─── Fragmento del documento

No hay límite de edad para viajar
con caballos. Anaïs incluso ha acompañado a personas de ochenta
años. Eso sí, pide que los niños ya hayan cumplido los doce.
Comenta que ha recorrido varias rutas con madres e hijas, pero sobre
todo lo más habitual es que se apunte gente suelta, parejas y grupos
de amigos.
Los que viajan a caballo quieren
conocer el territorio desde otra óptica, realizar una inmersión en
el país estando en la naturaleza, alojándose en casas de gente
local y yendo por lugares a los que no llegarías nunca en coche. Lo
que les une es la pasión por el animal y la naturaleza, pero también
el placer de observar el entorno desde la perspectiva que te da la
altura del caballo y caminar al ritmo del animal. También están las
rutas pack trip en
grupo, donde lo llevas todo encima y duermes a la intemperie. “Hay
una persona de intendencia que prepara la comida para los viajeros y
los caballos”. Para Anaïs, antes de salir, hay que preguntarse
cuáles son los mínimos que necesitamos para viajar, llevar poco
peso y poca comida y que todo sea lo más local posible.

──────
─── Datos

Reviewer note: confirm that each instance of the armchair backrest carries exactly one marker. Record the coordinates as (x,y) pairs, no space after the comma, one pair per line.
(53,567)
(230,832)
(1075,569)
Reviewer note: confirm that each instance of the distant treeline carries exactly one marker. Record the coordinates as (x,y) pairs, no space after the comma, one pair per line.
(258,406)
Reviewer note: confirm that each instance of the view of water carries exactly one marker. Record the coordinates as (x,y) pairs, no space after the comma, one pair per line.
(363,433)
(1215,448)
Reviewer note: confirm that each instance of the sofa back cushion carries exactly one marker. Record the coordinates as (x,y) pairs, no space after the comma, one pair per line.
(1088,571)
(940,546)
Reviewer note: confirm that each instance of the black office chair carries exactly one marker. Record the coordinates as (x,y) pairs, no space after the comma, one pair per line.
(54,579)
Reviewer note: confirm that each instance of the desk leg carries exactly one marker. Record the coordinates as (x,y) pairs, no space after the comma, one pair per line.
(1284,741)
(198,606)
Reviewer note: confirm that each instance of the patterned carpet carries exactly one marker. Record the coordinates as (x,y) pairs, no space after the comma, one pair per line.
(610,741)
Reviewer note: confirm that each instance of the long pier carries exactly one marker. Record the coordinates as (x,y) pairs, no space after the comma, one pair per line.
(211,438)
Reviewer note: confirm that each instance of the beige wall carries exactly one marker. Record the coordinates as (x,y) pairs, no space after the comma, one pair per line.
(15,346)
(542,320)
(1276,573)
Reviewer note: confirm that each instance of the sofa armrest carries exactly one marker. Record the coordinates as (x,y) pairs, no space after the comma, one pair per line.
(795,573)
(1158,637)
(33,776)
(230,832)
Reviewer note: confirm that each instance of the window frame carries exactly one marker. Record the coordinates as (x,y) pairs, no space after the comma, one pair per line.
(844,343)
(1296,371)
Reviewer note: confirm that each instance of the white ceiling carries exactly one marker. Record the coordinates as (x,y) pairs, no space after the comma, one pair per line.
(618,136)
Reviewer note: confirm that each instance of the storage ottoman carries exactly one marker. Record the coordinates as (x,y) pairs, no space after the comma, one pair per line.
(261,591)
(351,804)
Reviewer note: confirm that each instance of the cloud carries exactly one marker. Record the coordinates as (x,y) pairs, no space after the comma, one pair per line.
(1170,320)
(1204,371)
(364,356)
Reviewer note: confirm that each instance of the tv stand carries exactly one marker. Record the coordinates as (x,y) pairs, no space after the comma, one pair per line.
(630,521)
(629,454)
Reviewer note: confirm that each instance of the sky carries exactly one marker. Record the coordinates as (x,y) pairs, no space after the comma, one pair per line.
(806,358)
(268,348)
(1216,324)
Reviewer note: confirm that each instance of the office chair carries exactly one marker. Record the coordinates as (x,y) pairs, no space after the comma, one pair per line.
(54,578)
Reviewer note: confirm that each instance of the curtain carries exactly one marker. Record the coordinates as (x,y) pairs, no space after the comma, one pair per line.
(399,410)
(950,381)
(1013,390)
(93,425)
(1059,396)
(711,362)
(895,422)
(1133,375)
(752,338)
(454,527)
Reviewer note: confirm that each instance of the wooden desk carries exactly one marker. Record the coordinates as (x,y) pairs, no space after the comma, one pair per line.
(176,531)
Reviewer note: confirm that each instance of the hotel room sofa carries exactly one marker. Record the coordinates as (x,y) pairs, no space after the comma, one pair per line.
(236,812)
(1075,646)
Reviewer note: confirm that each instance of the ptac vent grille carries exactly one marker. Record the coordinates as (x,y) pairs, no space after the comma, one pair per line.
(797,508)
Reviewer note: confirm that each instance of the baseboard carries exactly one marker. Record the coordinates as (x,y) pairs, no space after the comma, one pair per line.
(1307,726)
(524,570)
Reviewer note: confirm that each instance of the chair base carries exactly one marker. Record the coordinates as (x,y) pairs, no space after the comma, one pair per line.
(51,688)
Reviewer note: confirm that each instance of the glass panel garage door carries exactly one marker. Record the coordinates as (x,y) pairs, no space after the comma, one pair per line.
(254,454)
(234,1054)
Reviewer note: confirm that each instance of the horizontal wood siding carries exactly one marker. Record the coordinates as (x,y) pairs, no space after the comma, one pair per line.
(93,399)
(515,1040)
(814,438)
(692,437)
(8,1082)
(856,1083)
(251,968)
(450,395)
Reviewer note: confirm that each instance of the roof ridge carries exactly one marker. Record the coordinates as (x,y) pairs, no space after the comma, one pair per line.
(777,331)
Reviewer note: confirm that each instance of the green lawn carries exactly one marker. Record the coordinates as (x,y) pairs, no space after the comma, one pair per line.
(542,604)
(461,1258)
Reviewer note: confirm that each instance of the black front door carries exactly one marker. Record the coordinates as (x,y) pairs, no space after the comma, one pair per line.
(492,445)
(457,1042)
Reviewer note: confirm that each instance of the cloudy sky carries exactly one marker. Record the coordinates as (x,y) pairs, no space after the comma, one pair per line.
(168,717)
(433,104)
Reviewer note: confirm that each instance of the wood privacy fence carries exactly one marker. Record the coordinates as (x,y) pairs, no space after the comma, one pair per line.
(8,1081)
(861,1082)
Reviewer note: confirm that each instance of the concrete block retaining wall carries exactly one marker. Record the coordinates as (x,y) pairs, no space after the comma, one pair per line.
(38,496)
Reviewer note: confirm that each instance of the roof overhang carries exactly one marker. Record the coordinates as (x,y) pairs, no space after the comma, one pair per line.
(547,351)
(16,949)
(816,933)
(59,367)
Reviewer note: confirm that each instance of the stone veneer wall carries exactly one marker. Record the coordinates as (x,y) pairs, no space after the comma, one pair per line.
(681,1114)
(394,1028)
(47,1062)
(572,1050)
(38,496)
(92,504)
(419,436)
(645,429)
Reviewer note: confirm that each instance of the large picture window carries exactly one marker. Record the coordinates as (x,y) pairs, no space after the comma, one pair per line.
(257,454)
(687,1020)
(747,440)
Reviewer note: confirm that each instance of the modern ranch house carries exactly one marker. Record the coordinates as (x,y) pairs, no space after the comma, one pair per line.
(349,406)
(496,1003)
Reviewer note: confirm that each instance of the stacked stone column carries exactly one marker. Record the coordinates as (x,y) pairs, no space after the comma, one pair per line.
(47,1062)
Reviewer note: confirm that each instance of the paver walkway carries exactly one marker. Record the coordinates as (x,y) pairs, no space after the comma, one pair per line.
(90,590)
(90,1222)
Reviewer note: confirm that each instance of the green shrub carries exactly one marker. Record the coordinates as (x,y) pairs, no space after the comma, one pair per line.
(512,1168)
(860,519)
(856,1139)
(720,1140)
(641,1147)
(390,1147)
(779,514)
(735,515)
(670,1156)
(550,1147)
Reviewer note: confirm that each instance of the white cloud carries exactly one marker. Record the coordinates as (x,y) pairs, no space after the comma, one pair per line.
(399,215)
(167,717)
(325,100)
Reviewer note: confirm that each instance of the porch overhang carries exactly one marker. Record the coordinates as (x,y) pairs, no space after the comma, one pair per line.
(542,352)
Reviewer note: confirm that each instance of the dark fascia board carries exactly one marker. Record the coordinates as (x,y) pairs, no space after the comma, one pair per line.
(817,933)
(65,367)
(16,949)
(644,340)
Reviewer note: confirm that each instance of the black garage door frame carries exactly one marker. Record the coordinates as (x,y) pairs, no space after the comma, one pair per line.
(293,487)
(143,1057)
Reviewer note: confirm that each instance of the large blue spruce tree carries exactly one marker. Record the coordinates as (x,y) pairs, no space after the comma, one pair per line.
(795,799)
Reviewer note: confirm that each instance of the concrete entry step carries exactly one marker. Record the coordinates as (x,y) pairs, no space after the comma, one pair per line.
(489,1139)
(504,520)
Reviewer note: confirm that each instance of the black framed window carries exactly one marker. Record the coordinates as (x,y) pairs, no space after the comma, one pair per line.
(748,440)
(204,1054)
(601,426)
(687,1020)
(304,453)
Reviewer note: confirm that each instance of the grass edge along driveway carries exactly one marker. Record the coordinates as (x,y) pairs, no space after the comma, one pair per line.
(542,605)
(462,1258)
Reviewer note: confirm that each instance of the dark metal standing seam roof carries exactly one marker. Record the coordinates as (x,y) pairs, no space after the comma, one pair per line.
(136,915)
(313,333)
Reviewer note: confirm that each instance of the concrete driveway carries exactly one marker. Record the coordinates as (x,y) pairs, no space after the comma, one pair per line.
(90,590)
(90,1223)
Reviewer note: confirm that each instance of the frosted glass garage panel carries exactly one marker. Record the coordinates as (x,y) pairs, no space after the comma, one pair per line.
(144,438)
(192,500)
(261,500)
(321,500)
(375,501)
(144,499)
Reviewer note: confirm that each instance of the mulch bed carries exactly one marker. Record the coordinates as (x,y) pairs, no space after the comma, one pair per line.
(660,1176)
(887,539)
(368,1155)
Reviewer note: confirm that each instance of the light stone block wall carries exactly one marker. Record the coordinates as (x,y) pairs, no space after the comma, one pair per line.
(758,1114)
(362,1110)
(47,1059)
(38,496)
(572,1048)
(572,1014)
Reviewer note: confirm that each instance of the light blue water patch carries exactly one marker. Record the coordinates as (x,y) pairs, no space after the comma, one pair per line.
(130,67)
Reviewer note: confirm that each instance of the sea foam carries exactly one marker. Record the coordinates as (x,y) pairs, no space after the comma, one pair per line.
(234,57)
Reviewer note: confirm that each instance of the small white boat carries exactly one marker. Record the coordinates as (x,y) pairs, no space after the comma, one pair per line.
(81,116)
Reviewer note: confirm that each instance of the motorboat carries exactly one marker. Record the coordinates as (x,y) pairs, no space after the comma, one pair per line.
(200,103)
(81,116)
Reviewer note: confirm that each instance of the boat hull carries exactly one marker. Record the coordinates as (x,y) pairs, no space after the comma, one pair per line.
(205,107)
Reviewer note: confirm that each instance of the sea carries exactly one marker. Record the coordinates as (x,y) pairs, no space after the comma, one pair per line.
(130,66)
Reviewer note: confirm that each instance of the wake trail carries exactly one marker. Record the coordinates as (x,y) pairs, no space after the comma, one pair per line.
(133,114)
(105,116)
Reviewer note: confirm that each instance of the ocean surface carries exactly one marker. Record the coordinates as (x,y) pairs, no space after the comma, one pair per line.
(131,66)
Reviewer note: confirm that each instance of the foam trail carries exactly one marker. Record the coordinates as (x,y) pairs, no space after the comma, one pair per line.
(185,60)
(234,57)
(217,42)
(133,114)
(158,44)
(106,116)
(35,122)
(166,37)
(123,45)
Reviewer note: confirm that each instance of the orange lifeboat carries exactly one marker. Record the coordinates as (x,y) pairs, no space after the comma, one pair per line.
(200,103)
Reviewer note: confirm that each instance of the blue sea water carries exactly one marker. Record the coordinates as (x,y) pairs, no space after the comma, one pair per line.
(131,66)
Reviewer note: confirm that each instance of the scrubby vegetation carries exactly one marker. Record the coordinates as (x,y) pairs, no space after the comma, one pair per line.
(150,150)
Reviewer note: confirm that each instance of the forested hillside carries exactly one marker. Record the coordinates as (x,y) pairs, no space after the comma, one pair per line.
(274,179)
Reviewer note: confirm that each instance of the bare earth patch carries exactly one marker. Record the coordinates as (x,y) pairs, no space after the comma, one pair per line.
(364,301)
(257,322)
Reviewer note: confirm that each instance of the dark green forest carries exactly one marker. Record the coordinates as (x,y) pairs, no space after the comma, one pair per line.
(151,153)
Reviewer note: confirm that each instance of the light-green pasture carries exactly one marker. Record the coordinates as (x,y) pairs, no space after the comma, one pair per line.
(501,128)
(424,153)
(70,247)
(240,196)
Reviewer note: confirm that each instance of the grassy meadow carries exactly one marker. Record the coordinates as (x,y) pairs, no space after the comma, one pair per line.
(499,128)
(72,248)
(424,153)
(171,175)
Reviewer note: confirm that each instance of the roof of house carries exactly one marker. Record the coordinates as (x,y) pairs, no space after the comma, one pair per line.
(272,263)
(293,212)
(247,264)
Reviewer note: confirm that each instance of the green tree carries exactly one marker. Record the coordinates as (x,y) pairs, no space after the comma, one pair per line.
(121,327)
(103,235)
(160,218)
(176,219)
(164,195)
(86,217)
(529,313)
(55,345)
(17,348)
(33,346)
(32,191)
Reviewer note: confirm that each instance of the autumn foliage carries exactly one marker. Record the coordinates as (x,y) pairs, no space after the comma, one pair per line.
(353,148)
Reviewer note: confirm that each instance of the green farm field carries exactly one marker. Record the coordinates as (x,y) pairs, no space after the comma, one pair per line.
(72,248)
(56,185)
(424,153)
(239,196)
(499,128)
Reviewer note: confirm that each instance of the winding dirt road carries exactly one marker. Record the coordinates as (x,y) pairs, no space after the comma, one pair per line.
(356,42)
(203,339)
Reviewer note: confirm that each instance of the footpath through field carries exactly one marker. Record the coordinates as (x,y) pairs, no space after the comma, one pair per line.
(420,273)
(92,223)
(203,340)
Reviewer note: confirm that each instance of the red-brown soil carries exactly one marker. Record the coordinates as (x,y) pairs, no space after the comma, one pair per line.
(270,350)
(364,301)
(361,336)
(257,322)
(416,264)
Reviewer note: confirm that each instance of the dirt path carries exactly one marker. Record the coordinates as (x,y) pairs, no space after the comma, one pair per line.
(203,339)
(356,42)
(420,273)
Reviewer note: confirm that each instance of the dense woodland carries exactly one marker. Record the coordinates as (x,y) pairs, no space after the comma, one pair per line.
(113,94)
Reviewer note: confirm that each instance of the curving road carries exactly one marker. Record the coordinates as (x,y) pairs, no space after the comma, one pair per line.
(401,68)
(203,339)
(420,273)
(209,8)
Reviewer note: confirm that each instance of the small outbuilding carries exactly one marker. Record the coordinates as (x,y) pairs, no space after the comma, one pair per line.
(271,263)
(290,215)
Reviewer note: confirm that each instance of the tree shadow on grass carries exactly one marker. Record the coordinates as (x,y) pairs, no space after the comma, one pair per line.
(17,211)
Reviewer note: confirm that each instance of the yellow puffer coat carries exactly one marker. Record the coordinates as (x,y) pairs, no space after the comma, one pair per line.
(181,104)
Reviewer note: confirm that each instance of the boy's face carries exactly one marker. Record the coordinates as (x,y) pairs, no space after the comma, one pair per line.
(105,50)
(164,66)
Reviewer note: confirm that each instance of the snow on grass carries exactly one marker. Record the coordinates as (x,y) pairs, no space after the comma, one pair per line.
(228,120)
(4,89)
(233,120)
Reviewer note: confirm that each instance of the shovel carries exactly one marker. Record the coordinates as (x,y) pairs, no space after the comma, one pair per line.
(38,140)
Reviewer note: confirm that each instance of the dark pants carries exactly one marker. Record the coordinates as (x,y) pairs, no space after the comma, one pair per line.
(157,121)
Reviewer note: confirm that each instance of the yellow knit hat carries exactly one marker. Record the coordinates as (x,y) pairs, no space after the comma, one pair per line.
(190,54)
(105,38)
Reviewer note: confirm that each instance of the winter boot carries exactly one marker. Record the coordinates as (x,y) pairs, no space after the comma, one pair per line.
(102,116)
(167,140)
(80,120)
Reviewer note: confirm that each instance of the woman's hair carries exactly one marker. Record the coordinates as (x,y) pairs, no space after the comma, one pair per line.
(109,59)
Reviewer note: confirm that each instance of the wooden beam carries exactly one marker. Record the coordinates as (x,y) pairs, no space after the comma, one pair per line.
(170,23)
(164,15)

──────

=== Actividades ===
1. Responde según el texto sobre los viajes a caballo:
(a) ¿Qué edad deben haber cumplido los niños para participar?
(b) ¿Quién prepara la comida para los viajeros y los caballos?
(c) ¿Quiénes son los que se apuntan con más frecuencia?
2. Reproduce con fidelidad el pasaje del texto sobre los viajes a caballo que empieza en "Los que viajan" y termina en "más local posible.".
3. Prosigue el texto sobre los viajes a caballo a partir del punto en que se detiene.
Los datos no desempeñan ningún papel en este ejercicio.

=== Resultados por actividad ===
1.
(a) Doce años.
(b) Una persona de intendencia.
(c) Gente suelta, parejas y grupos de amigos.

2.
Los que viajan a caballo quieren
conocer el territorio desde otra óptica, realizar una inmersión en
el país estando en la naturaleza, alojándose en casas de gente
local y yendo por lugares a los que no llegarías nunca en coche. Lo
que les une es la pasión por el animal y la naturaleza, pero también
el placer de observar el entorno desde la perspectiva que te da la
altura del caballo y caminar al ritmo del animal. También están las
rutas pack trip en
grupo, donde lo llevas todo encima y duermes a la intemperie. “Hay
una persona de intendencia que prepara la comida para los viajeros y
los caballos”. Para Anaïs, antes de salir, hay que preguntarse
cuáles son los mínimos que necesitamos para viajar, llevar poco
peso y poca comida y que todo sea lo más local posible.

3.
Ahora da prioridad a los viajes
con caballos en los que el animal lleva la carga,
los viajeros caminan a su lado y, cuando deciden montar, lo hacen a
ritmos más lentos. Quiere impulsar la práctica del “caminar más
y montar menos” para potenciar una visión de respeto hacia el
animal. “Es sostenible moverse a caballo, pero también tiene que
ser sostenible para el caballo”, comenta. Son animales preparados
para rutas largas pero, según ella, recorren demasiados kilómetros
a la semana (más de 200) y se les fuerza a ir demasiado rápido.
Además, sube gente muy diferente: los que saben montar y los que no.
Y esto representa un doble esfuerzo también para el animal, que
tiene que estar constantemente equilibrando pesos.
El
cuerpo como vehículo
Joana tiene 36 años y ha viajado
en vacaciones sobre todo en autostop, en bicicleta –a través de
vías verdes– y a pie, haciendo ruta de montaña. El verano pasado
escogió el Camino de Santiago por el norte.
“Quería que fuera poco
masificado y que tuviera paisajes poco urbanos e industriales y el
Camino del Norte tiene paisajes muy bonitos y vas bordeando todo el
rato entre el interior y la costa”. Decidió “saltarse” algunos
tramos de etapas que pasaban por grandes ciudades y recorrerlos en
transporte público. Esquivó Bilbao, Santander y Gijón, pero desde
Irún hasta Santiago y la continuación hasta Finisterre lo hizo a
pie. “Fueron 35 días en total. Cuando caminas dependes de tu
físico y tu mente, de la comida y el agua, de una ducha y una cama
para descansar y de los objetos que te caben en una mochila de no más
de 30 litros”.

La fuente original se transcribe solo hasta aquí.